Image annotation data

....

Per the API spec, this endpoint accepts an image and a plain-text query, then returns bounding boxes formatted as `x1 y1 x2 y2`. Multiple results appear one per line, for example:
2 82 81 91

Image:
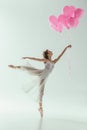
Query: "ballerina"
8 45 72 117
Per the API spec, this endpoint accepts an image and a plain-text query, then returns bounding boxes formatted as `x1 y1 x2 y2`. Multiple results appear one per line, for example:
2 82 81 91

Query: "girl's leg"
8 65 21 69
39 80 44 117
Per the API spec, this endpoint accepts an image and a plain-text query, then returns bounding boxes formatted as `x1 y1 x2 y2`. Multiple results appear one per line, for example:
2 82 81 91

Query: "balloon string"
67 31 72 78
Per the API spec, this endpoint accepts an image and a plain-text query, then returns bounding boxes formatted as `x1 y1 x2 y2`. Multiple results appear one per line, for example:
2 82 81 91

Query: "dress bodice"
41 61 54 79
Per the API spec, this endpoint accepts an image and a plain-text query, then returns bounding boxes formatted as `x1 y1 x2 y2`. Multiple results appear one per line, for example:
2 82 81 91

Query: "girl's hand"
66 45 72 49
22 57 27 59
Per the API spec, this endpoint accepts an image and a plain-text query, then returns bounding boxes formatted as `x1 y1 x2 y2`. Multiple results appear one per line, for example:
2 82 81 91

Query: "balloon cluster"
49 6 84 32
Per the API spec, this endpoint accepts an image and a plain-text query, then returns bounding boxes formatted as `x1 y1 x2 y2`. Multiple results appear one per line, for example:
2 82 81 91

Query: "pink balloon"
68 17 79 27
49 15 58 26
49 15 63 32
75 8 84 18
49 6 84 32
58 14 69 29
63 6 75 17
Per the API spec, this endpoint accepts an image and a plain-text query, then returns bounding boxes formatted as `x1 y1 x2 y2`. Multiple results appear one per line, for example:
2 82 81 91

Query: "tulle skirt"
21 66 47 102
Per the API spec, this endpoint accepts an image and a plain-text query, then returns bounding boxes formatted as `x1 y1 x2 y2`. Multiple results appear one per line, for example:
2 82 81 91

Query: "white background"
0 0 87 130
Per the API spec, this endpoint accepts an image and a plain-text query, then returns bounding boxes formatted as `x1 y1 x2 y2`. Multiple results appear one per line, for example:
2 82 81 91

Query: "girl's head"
43 49 53 59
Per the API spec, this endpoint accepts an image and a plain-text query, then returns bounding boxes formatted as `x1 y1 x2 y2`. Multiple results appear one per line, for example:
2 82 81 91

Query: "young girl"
9 45 72 117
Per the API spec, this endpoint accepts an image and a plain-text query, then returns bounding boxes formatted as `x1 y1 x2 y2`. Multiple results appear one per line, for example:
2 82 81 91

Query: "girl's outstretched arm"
22 57 45 62
53 45 72 63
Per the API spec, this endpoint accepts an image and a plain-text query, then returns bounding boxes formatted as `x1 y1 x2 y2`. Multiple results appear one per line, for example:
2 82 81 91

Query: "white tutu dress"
21 61 54 102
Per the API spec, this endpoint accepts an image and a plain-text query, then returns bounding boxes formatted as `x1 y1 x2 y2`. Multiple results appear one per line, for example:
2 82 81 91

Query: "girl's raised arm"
22 57 45 62
53 45 72 63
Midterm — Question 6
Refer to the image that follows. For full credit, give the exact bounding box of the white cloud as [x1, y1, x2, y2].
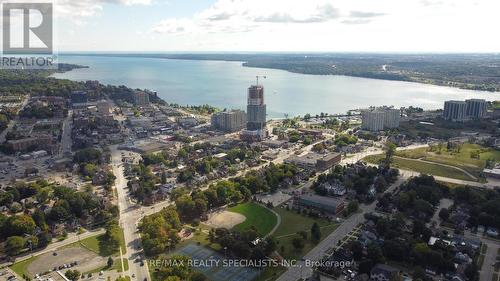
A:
[54, 0, 152, 19]
[153, 0, 385, 34]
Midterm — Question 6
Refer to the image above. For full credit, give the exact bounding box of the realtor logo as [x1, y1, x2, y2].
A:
[2, 2, 54, 55]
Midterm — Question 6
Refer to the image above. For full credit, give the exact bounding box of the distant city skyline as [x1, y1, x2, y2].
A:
[35, 0, 500, 53]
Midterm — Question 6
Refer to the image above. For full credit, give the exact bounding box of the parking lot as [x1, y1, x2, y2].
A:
[27, 246, 106, 276]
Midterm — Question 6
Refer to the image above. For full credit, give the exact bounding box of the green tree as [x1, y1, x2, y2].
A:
[311, 222, 321, 243]
[384, 142, 396, 167]
[439, 208, 450, 221]
[292, 236, 305, 250]
[161, 171, 167, 184]
[347, 200, 359, 214]
[5, 236, 25, 256]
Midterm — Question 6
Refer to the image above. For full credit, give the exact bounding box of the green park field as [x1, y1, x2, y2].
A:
[228, 202, 278, 236]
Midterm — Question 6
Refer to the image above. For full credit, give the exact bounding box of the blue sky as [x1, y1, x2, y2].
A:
[47, 0, 500, 52]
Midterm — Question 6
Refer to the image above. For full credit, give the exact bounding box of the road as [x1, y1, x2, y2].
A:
[464, 231, 500, 281]
[110, 146, 151, 281]
[0, 228, 105, 267]
[0, 95, 30, 143]
[59, 109, 73, 156]
[277, 173, 411, 281]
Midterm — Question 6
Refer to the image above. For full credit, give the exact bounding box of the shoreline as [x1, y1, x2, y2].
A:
[56, 53, 500, 94]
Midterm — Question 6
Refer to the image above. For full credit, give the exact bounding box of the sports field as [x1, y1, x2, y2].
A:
[176, 243, 259, 281]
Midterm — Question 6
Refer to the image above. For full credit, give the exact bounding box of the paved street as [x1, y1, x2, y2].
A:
[111, 146, 151, 281]
[0, 229, 105, 267]
[59, 109, 73, 156]
[277, 174, 409, 281]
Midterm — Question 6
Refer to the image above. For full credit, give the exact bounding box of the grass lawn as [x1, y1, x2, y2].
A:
[363, 155, 474, 181]
[273, 208, 338, 259]
[70, 230, 126, 257]
[228, 202, 278, 236]
[396, 143, 500, 176]
[10, 257, 37, 277]
[110, 258, 128, 272]
[177, 224, 221, 250]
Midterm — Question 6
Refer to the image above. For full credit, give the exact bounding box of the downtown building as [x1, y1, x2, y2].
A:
[134, 91, 149, 106]
[465, 99, 487, 119]
[241, 85, 267, 140]
[361, 107, 401, 132]
[443, 99, 487, 122]
[211, 110, 247, 132]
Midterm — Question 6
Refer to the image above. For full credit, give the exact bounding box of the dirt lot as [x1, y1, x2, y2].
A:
[206, 211, 246, 229]
[27, 247, 106, 275]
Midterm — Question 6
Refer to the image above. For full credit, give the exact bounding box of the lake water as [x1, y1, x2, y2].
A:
[54, 55, 499, 118]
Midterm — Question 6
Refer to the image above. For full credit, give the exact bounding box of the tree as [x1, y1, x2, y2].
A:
[439, 208, 450, 221]
[384, 142, 396, 167]
[311, 222, 321, 243]
[5, 236, 25, 256]
[347, 200, 359, 214]
[367, 243, 385, 263]
[64, 269, 81, 281]
[292, 236, 305, 250]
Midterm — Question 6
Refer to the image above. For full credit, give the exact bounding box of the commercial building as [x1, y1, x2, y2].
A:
[134, 91, 149, 106]
[316, 153, 342, 171]
[97, 100, 111, 115]
[177, 116, 199, 128]
[296, 194, 345, 215]
[211, 110, 247, 132]
[361, 107, 401, 132]
[7, 135, 53, 152]
[284, 153, 342, 171]
[70, 91, 88, 105]
[465, 99, 487, 119]
[242, 85, 267, 139]
[443, 100, 467, 122]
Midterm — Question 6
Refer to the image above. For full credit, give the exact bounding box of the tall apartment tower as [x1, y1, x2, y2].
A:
[361, 110, 385, 132]
[465, 99, 487, 119]
[361, 107, 401, 132]
[212, 110, 247, 132]
[241, 84, 267, 140]
[443, 100, 467, 122]
[247, 85, 266, 131]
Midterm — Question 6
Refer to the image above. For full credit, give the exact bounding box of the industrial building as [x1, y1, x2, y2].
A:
[295, 194, 345, 215]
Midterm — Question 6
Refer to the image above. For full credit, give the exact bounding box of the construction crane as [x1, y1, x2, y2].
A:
[256, 75, 267, 86]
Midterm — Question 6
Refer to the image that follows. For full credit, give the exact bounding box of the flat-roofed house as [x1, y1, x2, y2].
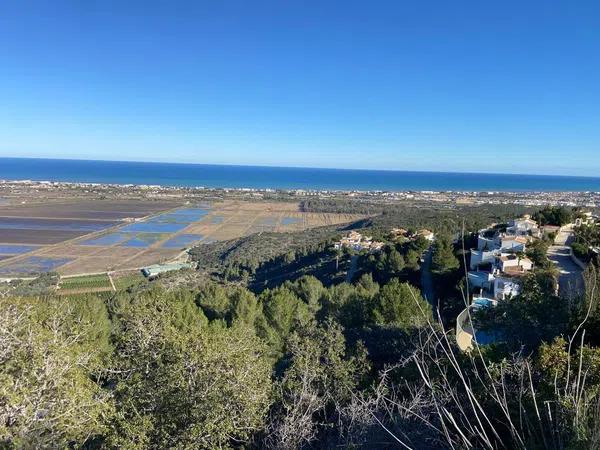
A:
[500, 234, 529, 252]
[470, 250, 499, 270]
[494, 277, 521, 300]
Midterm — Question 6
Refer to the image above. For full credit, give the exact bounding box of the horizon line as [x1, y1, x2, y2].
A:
[0, 156, 600, 180]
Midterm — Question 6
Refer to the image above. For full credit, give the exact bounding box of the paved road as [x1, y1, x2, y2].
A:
[421, 247, 437, 310]
[548, 229, 584, 297]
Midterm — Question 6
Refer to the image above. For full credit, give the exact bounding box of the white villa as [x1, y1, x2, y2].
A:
[333, 231, 385, 252]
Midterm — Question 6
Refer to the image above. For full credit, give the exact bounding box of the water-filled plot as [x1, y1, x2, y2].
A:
[0, 217, 115, 232]
[80, 233, 131, 246]
[148, 208, 209, 223]
[162, 234, 204, 248]
[119, 233, 168, 248]
[0, 244, 38, 255]
[120, 222, 188, 233]
[0, 256, 73, 275]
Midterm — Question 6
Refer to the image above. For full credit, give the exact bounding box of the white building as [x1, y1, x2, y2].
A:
[494, 277, 521, 300]
[470, 250, 500, 270]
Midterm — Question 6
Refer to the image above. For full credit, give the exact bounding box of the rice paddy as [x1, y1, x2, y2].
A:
[0, 244, 38, 255]
[0, 200, 364, 278]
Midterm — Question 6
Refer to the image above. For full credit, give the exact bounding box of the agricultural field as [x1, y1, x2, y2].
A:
[58, 273, 114, 294]
[0, 199, 364, 278]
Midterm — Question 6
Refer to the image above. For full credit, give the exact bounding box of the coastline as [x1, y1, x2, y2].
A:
[0, 178, 600, 208]
[0, 158, 600, 193]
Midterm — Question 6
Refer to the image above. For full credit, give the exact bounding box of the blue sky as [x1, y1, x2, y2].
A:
[0, 0, 600, 176]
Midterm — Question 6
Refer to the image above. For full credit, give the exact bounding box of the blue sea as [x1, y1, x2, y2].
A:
[0, 158, 600, 192]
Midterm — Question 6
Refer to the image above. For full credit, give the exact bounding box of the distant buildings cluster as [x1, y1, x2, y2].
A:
[468, 216, 547, 306]
[333, 231, 385, 253]
[390, 228, 435, 242]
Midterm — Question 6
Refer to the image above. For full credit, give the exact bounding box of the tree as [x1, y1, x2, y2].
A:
[432, 234, 460, 273]
[375, 279, 431, 330]
[0, 298, 114, 448]
[108, 292, 271, 449]
[387, 248, 405, 274]
[265, 321, 369, 450]
[258, 286, 314, 359]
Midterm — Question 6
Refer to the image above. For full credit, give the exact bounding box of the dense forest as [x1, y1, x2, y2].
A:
[0, 206, 600, 450]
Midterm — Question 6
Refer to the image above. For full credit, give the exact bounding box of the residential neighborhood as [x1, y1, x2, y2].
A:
[333, 231, 385, 253]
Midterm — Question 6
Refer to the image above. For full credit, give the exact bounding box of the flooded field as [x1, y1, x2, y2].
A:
[0, 200, 361, 276]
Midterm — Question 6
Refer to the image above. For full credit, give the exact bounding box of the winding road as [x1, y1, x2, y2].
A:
[548, 228, 584, 298]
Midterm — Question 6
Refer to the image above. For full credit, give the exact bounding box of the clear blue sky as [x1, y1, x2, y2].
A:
[0, 0, 600, 175]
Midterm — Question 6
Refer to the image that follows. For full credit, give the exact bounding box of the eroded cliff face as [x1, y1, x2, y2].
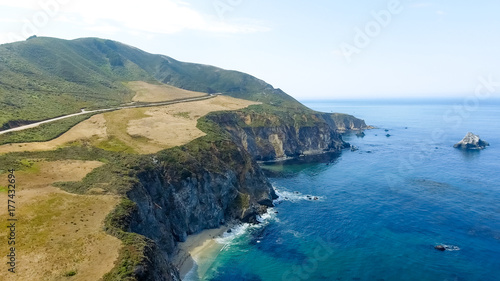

....

WHAT YOU SHOULD DO: Copy the rows from the start through the line containing "41 61 54 79", switching "plain-text query" to "free-text query" and leaving everything else unchanged. Leave the pictures out of your copy.

ANSWER TO THE TASK:
Per the API spec, this endpoint accepts an image and a free-text query, then returns bounding boxes formatted as `x1 y1 x2 y2`. Multiple results appear one per line, for example:
2 82 81 91

Image:
Query: "ballerina"
8 45 72 117
Per the API spec, this endpoint accepts an image and a free-text query, then returns bounding boxes formatted as `x1 y1 x2 y2`. Multiple results appear one per line, for example:
2 82 81 91

Query: "girl's leg"
8 65 21 69
39 80 44 117
Per the API spec, this endpoint accepts an image and a free-text query, then returns bounding boxes formatted as `x1 y1 x2 y2`. Multiple results appear one per line, for example:
2 82 81 91

Query: "balloon string"
67 31 72 78
Per the API spec, this endpoint accepts an image and a free-text query, then returns bounding boxes formatted as `x1 y1 x2 y2`. Multiple results appear one per line, for example:
2 82 81 91

Query: "dress bodice"
41 61 54 79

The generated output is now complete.